** EXERCISE **
Copy the following records verbatim, reproducing every line of each one without alteration.

** Excerpts from a pointing dataset **
┌──
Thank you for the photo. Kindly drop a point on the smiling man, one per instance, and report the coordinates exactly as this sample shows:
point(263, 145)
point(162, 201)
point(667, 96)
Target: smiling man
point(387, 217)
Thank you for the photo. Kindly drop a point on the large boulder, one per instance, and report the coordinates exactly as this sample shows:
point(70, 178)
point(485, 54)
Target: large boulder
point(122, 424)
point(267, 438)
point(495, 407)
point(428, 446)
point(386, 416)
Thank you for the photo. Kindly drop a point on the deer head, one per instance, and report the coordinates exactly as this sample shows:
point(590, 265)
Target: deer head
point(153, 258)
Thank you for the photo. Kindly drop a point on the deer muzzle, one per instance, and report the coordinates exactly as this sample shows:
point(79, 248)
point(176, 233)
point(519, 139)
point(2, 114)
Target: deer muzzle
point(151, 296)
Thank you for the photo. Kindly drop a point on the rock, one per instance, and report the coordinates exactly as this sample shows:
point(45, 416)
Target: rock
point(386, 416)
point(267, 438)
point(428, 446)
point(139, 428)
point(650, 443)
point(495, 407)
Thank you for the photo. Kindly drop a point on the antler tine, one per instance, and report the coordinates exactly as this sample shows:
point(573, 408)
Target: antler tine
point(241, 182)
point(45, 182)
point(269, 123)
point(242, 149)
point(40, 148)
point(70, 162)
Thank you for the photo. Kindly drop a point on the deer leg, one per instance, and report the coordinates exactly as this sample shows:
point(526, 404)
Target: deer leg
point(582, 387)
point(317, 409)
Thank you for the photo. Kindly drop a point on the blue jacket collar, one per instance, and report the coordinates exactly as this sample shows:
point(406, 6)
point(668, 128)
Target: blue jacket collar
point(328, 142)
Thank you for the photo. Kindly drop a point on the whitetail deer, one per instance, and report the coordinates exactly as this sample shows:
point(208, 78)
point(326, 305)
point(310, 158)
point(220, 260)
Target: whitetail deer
└──
** ANSWER FOR THE TASK **
Thank you for the photo. Kindly drop a point on the smiling man, one per instance, and report the coordinates exactly as this sample shows:
point(263, 145)
point(162, 201)
point(667, 96)
Target: smiling man
point(387, 217)
Thank you for the photo. Kindly drop a point on the large boulder, one per instance, and report the coordinates exactly as this sample shows:
point(70, 178)
point(485, 54)
Target: large boulder
point(122, 424)
point(267, 438)
point(495, 407)
point(428, 446)
point(386, 416)
Thank you for the photo. Kindly drop a point on the deer head, one per instance, and report the coordinates exactly as this sample shows:
point(590, 265)
Target: deer head
point(153, 258)
Thank you for the photo. Kindly drop a point on the deer muzzle, one per instance, and report the coordinates exactly as this sample shows:
point(79, 248)
point(176, 233)
point(519, 139)
point(2, 114)
Target: deer muzzle
point(151, 296)
Thank you for the photo. Kindly drop a point on the rock, one per instance, and report the coordinates exactly as this sample shows:
point(45, 416)
Target: rock
point(386, 416)
point(267, 438)
point(428, 446)
point(139, 428)
point(650, 443)
point(495, 407)
Thank you for the photo. Kindly drop a point on the antler tine, one per instance, and report the coordinates exactly as this sample shows:
point(573, 408)
Target: antler tine
point(241, 182)
point(45, 182)
point(269, 123)
point(242, 149)
point(40, 148)
point(70, 162)
Thank you for the photo. Kindly drop a point on the deer leg, one per instance, and report the coordinates exactly as this sample shows:
point(526, 404)
Target: deer leg
point(582, 387)
point(317, 409)
Thank you for the photo. Kindly drop a point on the blue jacket collar, one per instance, and report the coordinates exactly as this sample shows:
point(406, 6)
point(668, 128)
Target: blue jacket collar
point(328, 142)
Thank you for the photo. Kindly drop a point on the whitetail deer, one per instance, and report the coordinates exactly as this sample shows:
point(208, 78)
point(326, 305)
point(310, 158)
point(220, 260)
Target: whitetail deer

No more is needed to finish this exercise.